Task: For each line of the data below that contains "tripod", return that line.

Given information below:

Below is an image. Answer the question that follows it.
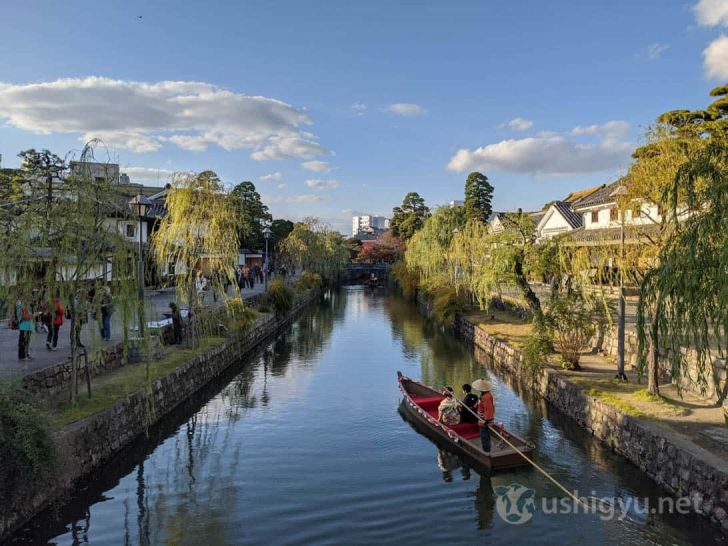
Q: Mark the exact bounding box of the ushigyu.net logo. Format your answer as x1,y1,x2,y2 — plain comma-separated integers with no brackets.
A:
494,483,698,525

End of Given information.
Given information below:

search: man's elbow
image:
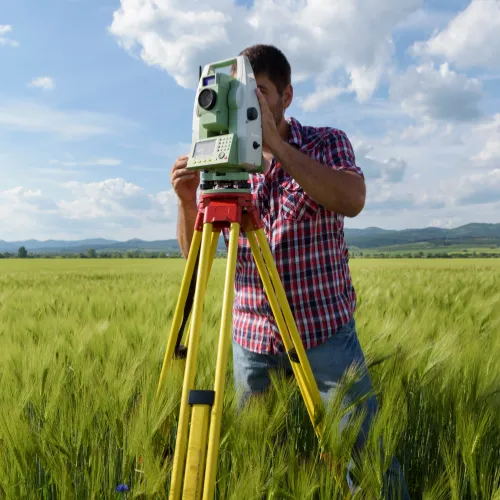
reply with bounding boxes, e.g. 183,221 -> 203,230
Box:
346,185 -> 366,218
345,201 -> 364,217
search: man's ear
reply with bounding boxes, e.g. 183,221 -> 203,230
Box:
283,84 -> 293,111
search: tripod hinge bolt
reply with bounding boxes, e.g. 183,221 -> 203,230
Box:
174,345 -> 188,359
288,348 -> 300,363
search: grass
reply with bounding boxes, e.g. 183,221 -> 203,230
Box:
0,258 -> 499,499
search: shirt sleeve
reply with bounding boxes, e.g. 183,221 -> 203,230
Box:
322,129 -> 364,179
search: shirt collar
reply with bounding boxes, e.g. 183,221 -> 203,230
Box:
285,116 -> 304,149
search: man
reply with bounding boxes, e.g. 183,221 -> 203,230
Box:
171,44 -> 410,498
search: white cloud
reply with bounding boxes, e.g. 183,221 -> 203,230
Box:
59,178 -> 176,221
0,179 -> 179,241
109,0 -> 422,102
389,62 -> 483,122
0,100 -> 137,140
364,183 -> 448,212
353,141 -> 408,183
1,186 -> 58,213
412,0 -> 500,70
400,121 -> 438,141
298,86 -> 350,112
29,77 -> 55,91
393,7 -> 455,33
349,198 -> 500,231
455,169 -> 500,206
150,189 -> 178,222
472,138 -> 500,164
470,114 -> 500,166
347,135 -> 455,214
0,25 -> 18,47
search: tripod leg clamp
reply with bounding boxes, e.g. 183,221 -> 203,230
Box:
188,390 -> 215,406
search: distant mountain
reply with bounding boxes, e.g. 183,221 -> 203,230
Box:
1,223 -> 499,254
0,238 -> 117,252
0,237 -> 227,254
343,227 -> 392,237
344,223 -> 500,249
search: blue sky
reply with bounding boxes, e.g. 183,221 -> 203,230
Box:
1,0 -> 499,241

End of Given information.

Result:
search: tripod hinge bolt
search: tripod leg clamp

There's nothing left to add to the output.